** start Supplied material **
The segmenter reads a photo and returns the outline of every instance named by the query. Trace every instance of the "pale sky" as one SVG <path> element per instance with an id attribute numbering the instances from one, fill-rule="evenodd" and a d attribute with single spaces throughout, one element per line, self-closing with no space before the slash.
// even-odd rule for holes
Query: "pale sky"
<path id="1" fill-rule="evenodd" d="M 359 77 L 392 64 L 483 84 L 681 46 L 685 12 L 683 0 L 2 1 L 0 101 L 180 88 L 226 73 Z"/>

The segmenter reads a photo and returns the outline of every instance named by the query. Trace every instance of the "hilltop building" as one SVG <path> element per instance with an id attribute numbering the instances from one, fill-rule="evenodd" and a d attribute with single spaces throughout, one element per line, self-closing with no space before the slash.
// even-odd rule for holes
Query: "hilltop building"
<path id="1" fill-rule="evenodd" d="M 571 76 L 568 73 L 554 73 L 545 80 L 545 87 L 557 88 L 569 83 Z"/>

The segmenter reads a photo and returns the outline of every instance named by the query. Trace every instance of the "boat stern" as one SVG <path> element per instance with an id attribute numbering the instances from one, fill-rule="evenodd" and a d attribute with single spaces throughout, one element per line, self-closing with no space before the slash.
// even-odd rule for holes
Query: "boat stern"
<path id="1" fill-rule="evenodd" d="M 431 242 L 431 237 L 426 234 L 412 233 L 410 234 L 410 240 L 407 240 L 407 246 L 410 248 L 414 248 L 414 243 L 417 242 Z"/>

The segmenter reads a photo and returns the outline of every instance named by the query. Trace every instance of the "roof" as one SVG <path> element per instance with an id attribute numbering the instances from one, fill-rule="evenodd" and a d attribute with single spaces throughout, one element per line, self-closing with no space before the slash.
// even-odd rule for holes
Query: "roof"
** end Supplied material **
** start Supplied material **
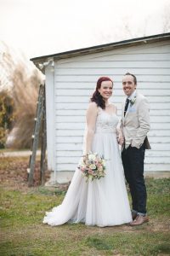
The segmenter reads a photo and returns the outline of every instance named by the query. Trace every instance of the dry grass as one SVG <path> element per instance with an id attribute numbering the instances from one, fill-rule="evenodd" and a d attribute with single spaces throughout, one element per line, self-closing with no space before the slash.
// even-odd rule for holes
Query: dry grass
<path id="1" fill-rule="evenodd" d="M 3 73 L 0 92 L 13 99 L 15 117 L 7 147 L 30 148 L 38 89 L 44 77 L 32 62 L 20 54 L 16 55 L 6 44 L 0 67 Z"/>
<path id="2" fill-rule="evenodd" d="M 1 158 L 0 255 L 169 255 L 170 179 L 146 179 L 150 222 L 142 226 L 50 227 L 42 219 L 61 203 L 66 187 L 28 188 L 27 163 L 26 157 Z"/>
** end Supplied material **
** start Supplied material **
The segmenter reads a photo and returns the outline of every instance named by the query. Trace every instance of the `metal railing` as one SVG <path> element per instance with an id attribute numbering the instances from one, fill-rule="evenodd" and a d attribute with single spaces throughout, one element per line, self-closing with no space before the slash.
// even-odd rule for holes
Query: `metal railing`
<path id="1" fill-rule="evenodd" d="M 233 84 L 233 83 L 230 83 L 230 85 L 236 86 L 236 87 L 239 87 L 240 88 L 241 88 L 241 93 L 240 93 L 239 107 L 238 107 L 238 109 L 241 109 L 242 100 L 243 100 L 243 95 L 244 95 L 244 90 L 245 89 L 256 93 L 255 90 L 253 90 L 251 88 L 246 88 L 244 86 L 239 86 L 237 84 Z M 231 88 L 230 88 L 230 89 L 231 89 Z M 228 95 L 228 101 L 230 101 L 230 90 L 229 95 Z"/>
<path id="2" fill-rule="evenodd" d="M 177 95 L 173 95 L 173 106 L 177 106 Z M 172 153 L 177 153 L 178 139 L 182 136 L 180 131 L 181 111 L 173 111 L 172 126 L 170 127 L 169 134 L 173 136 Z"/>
** end Supplied material **
_Description of the task_
Can you collect every line of the listing above that contains the string "pale" and copy each one out in full?

_Answer to the task_
The segmenter reads a photo and returns the outline of every instance named by the query. Trace every instance of the "pale sky" as one SVG <path> element per instance with an id attribute numbering the instances from one, fill-rule="evenodd" and a d attribute with single spaces throughout, one element per line, self-closing with no space before the slash.
Query: "pale sky"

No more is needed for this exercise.